[Items from a data source]

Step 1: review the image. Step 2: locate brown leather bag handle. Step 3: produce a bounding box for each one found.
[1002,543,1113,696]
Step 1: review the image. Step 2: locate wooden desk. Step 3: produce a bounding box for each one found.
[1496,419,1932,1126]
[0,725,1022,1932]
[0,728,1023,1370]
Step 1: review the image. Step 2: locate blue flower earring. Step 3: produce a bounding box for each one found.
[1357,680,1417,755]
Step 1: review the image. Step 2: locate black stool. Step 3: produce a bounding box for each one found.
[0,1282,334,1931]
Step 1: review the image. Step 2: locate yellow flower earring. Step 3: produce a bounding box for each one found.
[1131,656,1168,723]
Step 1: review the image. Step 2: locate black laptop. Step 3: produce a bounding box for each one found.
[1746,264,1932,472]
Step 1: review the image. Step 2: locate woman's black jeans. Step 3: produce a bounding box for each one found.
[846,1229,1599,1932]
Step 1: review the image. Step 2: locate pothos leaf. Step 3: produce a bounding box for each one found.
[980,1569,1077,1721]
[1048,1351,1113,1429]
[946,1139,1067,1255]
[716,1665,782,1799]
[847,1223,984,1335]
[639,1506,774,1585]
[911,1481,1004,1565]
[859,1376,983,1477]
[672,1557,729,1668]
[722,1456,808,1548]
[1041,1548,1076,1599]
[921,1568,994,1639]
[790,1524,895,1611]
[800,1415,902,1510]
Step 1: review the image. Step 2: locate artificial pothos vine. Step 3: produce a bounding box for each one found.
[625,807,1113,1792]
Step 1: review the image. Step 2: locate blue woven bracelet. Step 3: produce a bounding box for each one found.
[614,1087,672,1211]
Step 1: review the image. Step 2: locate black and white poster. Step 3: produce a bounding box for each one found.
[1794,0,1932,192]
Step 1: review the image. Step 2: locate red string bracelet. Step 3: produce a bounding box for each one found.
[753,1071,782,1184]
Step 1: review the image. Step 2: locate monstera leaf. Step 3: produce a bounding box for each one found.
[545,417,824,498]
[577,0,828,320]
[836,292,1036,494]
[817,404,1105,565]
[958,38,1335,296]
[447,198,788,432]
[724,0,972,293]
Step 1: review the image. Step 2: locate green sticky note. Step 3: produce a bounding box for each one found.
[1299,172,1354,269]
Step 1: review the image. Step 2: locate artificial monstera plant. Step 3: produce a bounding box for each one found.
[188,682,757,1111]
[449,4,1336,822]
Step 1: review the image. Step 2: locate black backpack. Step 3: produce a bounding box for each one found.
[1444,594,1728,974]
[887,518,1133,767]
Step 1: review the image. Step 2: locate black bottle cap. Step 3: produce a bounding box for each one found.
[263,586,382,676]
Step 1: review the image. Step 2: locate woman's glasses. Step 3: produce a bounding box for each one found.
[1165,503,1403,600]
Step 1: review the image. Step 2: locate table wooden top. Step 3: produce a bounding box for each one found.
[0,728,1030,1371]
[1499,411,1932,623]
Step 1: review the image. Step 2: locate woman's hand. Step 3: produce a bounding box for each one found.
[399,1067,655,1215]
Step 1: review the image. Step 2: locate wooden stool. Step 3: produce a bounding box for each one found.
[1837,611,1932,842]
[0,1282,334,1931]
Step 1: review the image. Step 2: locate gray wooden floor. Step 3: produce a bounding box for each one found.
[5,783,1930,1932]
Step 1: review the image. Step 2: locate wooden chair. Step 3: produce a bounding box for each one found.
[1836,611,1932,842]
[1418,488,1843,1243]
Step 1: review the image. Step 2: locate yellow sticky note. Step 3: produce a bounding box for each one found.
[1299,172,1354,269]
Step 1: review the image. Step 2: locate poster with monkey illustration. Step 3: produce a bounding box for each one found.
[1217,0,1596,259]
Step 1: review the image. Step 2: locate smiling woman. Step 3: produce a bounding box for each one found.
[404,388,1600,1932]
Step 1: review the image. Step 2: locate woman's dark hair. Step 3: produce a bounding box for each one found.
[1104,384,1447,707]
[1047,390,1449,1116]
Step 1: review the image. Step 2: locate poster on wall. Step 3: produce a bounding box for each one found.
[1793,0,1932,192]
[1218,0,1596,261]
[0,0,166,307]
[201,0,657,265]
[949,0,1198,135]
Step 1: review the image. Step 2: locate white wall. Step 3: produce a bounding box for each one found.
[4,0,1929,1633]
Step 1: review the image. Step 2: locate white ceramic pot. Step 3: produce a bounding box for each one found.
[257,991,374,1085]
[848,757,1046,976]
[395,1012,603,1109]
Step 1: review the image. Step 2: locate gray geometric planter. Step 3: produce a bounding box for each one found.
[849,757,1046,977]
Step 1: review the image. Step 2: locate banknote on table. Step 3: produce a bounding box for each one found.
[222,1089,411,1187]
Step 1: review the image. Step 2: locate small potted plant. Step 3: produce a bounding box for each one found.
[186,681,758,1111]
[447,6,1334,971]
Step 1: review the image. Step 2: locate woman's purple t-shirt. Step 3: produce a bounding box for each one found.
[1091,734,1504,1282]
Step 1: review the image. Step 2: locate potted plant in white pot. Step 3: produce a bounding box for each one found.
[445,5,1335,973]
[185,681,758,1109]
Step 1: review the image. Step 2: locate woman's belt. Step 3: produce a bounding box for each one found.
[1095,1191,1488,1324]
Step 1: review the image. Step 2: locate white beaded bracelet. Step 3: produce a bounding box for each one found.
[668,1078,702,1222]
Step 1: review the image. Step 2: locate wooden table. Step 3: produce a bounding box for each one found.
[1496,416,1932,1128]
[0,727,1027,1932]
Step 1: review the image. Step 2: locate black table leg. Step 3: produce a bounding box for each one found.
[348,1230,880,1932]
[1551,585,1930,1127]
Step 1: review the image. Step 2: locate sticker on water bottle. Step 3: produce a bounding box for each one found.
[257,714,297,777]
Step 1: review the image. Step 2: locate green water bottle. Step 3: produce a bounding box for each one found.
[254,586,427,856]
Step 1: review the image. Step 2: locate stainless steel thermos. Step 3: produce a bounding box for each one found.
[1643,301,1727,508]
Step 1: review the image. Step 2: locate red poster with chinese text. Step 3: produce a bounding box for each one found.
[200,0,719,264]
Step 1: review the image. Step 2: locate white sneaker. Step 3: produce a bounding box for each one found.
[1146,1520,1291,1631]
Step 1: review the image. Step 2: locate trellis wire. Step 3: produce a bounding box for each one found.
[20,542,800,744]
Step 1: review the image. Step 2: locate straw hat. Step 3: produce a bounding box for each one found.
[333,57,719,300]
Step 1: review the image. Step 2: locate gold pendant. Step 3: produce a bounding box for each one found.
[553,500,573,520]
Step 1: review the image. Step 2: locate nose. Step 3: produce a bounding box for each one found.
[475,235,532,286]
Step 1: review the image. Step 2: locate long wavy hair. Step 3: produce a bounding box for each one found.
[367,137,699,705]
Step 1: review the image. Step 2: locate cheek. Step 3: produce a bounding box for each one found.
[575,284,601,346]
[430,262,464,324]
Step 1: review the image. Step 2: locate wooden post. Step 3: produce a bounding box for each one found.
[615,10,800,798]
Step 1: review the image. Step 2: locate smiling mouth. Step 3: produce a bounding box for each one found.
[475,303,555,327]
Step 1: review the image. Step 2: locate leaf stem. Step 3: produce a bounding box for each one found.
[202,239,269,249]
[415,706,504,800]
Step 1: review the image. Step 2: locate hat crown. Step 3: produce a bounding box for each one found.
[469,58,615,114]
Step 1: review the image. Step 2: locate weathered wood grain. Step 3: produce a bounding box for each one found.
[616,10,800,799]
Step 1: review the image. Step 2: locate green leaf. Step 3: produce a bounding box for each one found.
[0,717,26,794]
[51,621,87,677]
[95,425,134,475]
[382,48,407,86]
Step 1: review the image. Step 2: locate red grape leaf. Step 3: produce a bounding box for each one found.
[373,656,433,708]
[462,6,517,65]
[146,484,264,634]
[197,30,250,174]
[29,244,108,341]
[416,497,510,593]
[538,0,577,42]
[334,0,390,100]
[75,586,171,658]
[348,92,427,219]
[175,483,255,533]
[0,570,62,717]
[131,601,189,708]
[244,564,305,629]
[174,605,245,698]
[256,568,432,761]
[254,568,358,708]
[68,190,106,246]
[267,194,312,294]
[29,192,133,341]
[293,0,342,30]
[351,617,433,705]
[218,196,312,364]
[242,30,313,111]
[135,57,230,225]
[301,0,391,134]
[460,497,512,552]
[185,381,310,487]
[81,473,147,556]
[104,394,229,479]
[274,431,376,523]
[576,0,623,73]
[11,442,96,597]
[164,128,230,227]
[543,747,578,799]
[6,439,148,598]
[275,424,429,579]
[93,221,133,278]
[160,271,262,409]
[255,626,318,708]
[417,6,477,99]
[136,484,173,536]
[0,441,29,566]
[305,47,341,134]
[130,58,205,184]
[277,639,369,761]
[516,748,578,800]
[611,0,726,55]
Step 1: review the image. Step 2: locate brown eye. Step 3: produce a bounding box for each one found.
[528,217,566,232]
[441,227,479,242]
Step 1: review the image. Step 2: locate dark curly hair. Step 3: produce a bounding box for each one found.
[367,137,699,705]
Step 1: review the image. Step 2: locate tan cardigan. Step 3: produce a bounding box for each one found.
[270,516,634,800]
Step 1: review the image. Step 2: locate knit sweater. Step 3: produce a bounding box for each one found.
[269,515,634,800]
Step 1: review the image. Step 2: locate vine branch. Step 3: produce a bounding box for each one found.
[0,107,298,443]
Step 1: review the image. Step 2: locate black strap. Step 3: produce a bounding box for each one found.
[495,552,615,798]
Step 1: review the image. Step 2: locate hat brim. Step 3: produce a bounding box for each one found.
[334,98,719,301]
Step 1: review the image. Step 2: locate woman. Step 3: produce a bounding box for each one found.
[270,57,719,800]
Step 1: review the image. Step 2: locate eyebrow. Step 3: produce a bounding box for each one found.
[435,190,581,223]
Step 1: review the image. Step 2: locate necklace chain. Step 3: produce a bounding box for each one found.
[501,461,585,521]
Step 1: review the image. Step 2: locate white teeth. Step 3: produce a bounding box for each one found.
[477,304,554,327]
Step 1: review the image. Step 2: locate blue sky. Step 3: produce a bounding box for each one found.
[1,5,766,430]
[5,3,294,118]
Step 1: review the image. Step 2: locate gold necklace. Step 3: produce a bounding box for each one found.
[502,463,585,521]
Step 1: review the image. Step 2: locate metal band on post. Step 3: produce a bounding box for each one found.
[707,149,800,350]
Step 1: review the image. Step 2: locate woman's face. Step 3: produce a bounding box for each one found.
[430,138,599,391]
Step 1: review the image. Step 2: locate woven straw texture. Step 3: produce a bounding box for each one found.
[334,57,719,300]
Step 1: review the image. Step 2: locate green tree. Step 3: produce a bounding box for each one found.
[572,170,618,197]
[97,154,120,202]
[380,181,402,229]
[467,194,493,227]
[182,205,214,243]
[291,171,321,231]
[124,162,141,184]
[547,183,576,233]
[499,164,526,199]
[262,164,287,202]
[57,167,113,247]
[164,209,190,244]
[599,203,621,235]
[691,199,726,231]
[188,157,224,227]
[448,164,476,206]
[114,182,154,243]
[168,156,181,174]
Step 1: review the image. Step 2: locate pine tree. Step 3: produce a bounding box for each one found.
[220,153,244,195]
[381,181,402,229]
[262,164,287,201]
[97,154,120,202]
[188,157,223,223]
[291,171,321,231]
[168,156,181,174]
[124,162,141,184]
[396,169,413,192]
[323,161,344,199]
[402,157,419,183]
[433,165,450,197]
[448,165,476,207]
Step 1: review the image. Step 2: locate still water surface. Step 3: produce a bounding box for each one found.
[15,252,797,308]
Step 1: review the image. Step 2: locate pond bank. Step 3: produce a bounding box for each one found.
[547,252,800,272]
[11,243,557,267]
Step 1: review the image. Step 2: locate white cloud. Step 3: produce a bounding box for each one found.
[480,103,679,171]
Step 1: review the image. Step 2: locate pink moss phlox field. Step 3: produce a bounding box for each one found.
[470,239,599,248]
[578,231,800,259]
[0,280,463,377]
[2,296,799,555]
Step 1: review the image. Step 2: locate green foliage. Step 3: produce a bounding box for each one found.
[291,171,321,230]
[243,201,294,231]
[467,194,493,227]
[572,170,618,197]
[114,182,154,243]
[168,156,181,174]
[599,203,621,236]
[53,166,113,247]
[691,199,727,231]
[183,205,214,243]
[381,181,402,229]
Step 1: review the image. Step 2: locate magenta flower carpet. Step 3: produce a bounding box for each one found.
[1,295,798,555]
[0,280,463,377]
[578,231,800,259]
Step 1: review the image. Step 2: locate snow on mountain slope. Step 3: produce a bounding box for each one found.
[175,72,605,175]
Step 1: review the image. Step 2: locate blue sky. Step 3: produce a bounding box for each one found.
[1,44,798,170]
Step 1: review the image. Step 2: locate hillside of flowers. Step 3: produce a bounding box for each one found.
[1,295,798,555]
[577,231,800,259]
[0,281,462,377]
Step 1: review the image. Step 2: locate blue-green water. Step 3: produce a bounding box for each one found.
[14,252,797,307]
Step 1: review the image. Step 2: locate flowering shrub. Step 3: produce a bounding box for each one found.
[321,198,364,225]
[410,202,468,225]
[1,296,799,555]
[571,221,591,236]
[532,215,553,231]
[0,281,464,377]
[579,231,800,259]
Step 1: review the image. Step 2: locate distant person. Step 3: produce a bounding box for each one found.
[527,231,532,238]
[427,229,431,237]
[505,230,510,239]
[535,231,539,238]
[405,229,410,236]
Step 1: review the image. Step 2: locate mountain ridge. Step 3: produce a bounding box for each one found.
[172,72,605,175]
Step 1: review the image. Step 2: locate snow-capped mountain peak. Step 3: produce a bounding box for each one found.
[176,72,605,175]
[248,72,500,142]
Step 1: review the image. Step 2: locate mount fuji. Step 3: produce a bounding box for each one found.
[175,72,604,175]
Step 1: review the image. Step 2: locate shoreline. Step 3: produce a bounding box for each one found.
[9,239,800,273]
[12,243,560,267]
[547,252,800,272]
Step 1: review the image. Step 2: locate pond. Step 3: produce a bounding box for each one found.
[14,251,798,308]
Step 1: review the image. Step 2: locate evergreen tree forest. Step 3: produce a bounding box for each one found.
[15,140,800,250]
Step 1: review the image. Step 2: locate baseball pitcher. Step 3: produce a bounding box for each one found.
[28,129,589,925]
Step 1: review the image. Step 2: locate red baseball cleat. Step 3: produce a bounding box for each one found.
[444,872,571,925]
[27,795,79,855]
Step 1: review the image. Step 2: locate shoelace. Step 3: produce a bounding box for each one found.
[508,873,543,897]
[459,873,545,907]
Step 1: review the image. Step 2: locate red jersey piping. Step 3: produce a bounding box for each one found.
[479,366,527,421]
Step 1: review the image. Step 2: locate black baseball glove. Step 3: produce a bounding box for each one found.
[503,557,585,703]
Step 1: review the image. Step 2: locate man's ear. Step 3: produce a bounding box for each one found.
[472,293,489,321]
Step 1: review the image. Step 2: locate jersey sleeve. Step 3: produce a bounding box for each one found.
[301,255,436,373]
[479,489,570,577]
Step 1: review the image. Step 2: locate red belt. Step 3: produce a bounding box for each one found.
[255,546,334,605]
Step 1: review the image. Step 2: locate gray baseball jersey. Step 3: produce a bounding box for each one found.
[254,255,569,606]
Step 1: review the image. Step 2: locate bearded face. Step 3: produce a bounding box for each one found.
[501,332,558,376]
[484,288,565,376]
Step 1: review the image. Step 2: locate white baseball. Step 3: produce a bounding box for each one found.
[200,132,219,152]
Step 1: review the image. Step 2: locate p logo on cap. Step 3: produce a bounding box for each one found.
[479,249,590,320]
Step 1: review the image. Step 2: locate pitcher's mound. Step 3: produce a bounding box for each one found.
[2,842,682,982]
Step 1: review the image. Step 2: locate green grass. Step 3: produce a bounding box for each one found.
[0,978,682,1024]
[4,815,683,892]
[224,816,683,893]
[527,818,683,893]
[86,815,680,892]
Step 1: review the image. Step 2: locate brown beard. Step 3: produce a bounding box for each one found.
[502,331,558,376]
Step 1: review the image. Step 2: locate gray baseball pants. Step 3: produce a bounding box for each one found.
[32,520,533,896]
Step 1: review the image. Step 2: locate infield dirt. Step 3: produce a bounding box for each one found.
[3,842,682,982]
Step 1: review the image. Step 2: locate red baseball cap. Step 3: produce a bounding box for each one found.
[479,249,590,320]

*PROBLEM DESCRIPTION*: Repeat exactly the lines from the one containing "Step 1: review the image. Step 2: locate green grass." through the last line of the records above, both included, and nothing else.

*SOLUTION FOR THIS TASK*:
Step 1: review the image. Step 2: locate green grass. Step 3: produce a bounding box for each one found.
[0,978,682,1024]
[4,815,683,892]
[224,816,683,893]
[527,818,683,893]
[86,815,680,892]
Step 1: review the image. Step 2: locate brown beard. Step 3: produce a bounding box for each one found.
[502,331,558,376]
Step 1: review the image. Step 2: locate gray baseball pants. Step 3: produce a bounding box for each one found.
[32,520,533,896]
Step 1: review the image. Step 2: locate infield dirt. Step 3: produce a bounding box for each one found.
[3,842,682,982]
Step 1: review the image. Step 2: locate red baseball cap. Step 3: produce a bounding box for each one found.
[479,249,590,320]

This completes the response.